▶ **Work to complete**
Return exactly the lines of the records below, starting at the line that contains "x=902, y=122" and ending at the line that contains "x=803, y=557", with both of those lines kept.

---------- Source data ----------

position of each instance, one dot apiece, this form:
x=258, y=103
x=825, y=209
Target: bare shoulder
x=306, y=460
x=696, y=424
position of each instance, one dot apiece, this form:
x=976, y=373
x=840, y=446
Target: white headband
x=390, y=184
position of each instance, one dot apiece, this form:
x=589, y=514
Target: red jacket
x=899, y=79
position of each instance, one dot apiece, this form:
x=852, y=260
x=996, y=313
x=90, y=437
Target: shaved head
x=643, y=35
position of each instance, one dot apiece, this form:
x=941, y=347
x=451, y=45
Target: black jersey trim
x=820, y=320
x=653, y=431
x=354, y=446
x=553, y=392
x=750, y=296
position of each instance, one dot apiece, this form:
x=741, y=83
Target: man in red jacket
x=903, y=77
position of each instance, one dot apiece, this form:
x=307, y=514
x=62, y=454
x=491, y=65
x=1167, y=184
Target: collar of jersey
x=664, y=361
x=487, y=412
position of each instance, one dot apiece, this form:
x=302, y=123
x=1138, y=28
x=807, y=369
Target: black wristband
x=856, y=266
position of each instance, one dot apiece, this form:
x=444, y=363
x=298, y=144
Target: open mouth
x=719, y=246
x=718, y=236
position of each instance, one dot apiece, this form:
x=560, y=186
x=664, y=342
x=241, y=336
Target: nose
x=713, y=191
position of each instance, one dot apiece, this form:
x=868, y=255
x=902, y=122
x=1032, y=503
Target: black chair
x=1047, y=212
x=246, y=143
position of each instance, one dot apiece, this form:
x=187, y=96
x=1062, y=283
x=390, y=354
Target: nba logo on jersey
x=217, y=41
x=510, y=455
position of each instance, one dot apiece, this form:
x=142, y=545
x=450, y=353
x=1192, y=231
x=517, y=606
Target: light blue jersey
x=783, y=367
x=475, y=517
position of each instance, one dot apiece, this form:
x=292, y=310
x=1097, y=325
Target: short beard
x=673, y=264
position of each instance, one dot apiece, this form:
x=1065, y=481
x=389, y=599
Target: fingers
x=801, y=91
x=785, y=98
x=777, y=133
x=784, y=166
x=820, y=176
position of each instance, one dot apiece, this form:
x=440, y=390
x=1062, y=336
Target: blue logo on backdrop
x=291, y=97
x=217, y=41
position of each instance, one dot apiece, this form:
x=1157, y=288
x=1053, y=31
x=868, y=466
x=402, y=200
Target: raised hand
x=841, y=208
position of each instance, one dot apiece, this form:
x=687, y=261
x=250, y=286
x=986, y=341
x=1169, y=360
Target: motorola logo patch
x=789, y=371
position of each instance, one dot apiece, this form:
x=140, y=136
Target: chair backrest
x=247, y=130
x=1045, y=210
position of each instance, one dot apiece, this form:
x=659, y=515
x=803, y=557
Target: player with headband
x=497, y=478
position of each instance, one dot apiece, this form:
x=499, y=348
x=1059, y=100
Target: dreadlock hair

----------

▶ **Result for this task**
x=902, y=122
x=1032, y=503
Target: black chair
x=1047, y=212
x=246, y=143
position of each instance, one dot apiece, this form:
x=187, y=96
x=1062, y=283
x=390, y=354
Target: nba logo on jersey
x=217, y=41
x=510, y=455
position of each instance, one dot apiece, this form:
x=142, y=545
x=450, y=353
x=1192, y=231
x=517, y=606
Target: light blue jersey
x=783, y=367
x=475, y=517
position of each instance, one dot apiece, this form:
x=292, y=310
x=1097, y=325
Target: short beard
x=673, y=264
position of each instance, one dot apiece, this form:
x=1065, y=481
x=389, y=599
Target: fingers
x=801, y=91
x=785, y=98
x=777, y=133
x=784, y=166
x=820, y=176
position of each instance, one dot apiece, this form:
x=440, y=390
x=1062, y=336
Target: blue logo on backdrop
x=291, y=97
x=217, y=41
position of each instance, one dot apiece, this form:
x=1157, y=288
x=1053, y=31
x=868, y=466
x=402, y=200
Target: raised hand
x=841, y=208
position of each instance, one dot apiece, this form:
x=687, y=261
x=250, y=286
x=986, y=341
x=1169, y=360
Target: motorola logo patch
x=789, y=371
position of each instance, one dot apiece, this form:
x=140, y=136
Target: chair backrest
x=247, y=130
x=1045, y=210
position of each instance, one dot apiece, this form:
x=659, y=515
x=803, y=557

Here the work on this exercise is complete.